_INPUT FOR THIS TASK_.
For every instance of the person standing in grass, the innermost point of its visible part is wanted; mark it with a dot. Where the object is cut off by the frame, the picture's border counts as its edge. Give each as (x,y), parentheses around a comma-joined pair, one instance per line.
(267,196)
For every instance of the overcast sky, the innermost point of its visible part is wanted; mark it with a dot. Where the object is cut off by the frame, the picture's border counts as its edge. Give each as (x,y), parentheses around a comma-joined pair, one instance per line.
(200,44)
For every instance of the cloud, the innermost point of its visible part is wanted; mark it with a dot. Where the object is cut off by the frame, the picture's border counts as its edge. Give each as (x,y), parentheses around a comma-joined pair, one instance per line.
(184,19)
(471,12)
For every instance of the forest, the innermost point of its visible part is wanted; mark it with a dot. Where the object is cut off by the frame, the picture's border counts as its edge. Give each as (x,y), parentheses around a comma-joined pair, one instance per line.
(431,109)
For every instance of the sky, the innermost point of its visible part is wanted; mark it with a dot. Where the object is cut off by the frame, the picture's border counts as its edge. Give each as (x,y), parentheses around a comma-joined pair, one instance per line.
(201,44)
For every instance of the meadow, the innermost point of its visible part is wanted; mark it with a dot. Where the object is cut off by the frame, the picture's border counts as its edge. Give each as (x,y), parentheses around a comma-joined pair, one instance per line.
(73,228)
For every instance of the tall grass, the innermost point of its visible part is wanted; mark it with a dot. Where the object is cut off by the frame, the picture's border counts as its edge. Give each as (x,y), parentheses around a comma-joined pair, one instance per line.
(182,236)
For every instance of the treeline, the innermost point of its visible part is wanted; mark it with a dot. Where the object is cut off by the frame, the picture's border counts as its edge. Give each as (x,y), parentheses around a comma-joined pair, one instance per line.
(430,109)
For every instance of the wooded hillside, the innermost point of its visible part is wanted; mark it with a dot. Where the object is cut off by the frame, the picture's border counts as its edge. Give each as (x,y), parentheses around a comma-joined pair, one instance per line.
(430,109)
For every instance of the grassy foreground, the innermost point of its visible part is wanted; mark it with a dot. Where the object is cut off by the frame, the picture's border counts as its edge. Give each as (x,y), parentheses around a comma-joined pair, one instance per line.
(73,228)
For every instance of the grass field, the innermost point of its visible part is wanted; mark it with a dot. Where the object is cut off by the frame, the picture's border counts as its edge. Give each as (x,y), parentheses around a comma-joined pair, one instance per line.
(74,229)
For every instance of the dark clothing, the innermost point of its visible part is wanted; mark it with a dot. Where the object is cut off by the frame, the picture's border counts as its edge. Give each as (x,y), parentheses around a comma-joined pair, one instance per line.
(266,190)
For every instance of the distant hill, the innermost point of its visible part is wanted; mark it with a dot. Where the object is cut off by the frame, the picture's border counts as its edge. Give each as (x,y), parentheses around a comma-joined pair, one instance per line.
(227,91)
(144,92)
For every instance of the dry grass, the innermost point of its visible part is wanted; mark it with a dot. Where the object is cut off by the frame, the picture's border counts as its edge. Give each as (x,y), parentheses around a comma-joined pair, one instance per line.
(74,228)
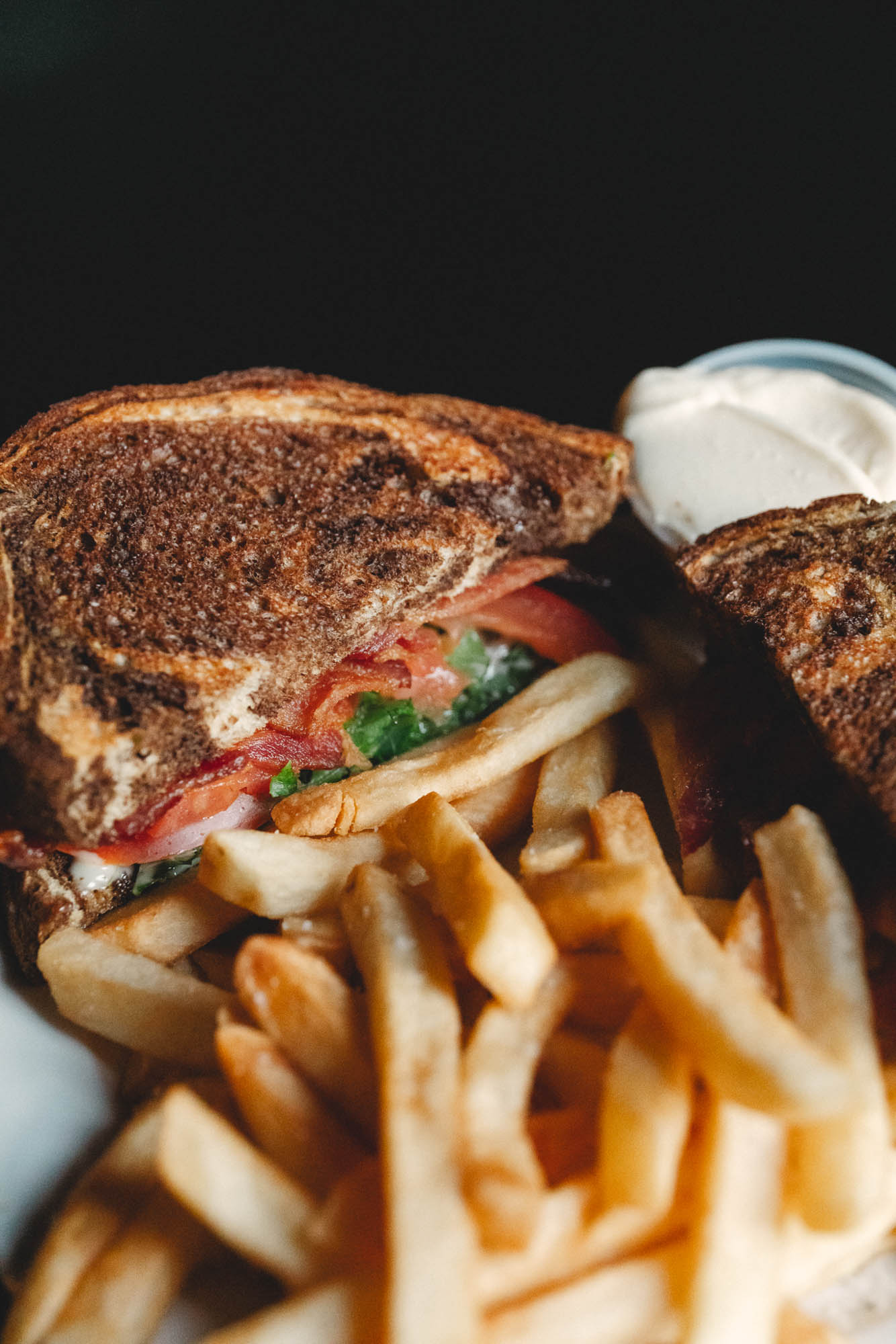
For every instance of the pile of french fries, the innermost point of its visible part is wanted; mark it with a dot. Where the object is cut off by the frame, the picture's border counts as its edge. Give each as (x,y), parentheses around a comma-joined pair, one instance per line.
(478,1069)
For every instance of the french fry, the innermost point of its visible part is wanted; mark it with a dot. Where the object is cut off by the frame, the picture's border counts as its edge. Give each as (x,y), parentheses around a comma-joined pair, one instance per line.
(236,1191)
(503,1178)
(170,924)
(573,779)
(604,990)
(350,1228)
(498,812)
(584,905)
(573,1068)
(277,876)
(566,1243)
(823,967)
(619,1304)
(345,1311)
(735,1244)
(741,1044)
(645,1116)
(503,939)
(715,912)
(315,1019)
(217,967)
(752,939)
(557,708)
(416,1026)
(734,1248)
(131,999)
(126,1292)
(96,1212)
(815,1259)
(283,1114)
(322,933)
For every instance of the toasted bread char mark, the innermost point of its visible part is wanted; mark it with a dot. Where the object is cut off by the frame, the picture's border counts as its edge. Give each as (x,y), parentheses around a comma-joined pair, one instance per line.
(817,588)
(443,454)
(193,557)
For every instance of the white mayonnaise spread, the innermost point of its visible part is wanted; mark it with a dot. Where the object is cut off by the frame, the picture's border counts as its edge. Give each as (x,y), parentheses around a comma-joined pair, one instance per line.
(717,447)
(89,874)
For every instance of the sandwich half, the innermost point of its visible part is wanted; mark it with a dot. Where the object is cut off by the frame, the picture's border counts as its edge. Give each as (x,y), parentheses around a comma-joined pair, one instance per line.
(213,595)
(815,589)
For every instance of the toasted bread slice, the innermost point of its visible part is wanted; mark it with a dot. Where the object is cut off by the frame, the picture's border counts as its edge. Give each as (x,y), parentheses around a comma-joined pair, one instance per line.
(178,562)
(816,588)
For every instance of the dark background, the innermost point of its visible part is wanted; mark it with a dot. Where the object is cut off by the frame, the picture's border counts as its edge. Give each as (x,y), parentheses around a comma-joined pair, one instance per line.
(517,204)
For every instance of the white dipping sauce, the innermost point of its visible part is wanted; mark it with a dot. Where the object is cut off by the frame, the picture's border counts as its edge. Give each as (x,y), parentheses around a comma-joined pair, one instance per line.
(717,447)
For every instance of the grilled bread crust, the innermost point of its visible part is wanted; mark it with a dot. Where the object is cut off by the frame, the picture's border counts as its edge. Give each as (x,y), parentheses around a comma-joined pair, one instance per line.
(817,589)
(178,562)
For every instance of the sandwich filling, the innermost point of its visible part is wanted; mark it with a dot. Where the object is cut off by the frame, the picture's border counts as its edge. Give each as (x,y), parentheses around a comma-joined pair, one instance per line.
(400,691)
* * *
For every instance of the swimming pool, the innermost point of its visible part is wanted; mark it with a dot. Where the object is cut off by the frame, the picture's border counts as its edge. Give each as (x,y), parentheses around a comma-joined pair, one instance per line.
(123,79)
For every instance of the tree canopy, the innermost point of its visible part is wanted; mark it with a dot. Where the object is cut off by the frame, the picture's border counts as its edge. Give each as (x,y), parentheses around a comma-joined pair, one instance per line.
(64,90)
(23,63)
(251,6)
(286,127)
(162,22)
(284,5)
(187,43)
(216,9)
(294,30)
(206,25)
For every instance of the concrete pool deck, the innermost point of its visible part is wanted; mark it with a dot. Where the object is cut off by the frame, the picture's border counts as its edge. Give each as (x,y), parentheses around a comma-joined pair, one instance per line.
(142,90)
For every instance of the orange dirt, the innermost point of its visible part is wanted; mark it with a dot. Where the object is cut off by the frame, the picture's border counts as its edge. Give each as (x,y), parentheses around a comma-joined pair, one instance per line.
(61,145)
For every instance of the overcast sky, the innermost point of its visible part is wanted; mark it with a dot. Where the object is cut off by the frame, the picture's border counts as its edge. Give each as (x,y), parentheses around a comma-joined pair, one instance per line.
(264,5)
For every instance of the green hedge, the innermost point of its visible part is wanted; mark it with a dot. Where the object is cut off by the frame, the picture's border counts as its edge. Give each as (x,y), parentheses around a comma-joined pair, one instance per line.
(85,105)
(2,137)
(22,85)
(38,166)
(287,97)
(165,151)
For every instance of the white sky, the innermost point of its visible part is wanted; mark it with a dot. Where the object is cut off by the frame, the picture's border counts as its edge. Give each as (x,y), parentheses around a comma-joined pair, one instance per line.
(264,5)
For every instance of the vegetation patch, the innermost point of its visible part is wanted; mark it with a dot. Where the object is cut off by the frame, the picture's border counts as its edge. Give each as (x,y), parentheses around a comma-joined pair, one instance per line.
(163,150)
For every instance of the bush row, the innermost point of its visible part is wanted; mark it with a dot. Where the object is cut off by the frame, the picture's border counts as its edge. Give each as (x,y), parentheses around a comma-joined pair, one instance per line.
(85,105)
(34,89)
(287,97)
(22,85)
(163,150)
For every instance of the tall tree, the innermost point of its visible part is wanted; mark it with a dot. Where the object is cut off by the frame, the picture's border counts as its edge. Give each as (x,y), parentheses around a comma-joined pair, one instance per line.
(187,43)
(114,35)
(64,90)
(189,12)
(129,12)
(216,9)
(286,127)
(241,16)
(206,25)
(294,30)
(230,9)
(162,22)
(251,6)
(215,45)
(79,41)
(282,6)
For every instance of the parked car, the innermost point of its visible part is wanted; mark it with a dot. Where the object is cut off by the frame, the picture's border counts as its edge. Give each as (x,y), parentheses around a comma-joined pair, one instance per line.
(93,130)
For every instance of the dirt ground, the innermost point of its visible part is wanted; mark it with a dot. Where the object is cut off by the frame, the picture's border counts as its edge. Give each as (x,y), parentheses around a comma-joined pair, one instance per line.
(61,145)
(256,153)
* * *
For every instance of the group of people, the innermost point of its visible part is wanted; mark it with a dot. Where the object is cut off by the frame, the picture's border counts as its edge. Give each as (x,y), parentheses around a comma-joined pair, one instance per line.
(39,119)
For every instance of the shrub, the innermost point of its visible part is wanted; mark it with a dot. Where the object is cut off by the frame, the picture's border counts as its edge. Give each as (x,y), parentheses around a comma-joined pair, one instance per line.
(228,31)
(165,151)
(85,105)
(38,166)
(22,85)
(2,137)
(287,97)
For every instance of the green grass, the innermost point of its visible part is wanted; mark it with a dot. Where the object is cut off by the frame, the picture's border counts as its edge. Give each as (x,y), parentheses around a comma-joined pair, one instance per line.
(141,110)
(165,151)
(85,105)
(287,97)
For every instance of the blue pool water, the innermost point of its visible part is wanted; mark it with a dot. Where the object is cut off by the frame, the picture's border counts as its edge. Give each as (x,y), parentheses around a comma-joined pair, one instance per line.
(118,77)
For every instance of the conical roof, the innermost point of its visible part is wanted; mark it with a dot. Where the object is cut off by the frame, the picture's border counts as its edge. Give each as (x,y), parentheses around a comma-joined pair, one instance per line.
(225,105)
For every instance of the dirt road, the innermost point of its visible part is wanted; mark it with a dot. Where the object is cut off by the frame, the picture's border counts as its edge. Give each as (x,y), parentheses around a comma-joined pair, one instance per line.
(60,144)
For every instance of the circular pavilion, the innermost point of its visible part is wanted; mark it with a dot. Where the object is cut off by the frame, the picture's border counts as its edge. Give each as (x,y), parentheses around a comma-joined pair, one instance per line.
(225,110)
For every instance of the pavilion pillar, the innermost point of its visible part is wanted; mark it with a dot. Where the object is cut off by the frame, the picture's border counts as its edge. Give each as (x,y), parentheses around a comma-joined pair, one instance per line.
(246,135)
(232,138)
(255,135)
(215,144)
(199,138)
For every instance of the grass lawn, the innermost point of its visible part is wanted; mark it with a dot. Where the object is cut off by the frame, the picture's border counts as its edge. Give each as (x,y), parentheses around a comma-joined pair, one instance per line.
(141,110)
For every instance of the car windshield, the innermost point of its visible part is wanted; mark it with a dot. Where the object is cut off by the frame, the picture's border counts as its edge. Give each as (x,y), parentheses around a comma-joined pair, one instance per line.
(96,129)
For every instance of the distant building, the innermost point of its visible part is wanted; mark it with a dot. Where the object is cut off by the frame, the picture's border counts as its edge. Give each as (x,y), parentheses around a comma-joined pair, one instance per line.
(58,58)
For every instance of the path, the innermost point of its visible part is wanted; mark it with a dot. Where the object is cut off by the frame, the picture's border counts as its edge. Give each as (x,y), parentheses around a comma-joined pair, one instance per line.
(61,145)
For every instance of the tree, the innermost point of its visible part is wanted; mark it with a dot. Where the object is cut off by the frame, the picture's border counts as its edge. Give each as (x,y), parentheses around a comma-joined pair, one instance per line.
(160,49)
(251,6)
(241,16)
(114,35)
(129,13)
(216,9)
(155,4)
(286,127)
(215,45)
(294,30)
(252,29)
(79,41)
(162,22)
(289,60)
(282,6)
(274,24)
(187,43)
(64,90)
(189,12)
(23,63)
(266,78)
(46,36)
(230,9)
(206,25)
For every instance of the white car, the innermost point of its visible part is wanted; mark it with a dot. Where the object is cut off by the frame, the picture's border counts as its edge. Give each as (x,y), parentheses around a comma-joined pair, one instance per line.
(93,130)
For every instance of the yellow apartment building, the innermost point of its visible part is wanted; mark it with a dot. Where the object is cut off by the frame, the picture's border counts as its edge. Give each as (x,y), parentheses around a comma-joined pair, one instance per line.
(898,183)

_SHORT PROBLEM_. Pick out every line in the material above that contains the word "dark" and copy each one in full. Matches must have the same case.

_RESULT BELOW_.
For every instance of the dark clothing, the innermost point of its visible part is wanted; mark it with a dot. Where the object is cut off by the frame, the picture's border counts as its edge. Give each as (x,y), parentheses around a comma-joined pair, one instance per line.
For every instance of the dark background, the innermost point of its visible part is wanted; mark it with a dot. Where the object is cut off by the frame, the picture's border counts as its edge. Give each as (x,y), parentheses around a comma-joined pair, one instance per line.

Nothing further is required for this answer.